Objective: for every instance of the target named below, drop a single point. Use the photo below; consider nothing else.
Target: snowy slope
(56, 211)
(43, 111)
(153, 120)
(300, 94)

○ ○ ○ ○ ○

REQUIRED ACTION
The full set of entries above has to be restated exactly.

ANSWER FOR THE TASK
Objective: for every instance of the target named below, drop a single point. Use the photo below; consider nothing else.
Target: snowy slope
(56, 211)
(43, 111)
(153, 120)
(300, 94)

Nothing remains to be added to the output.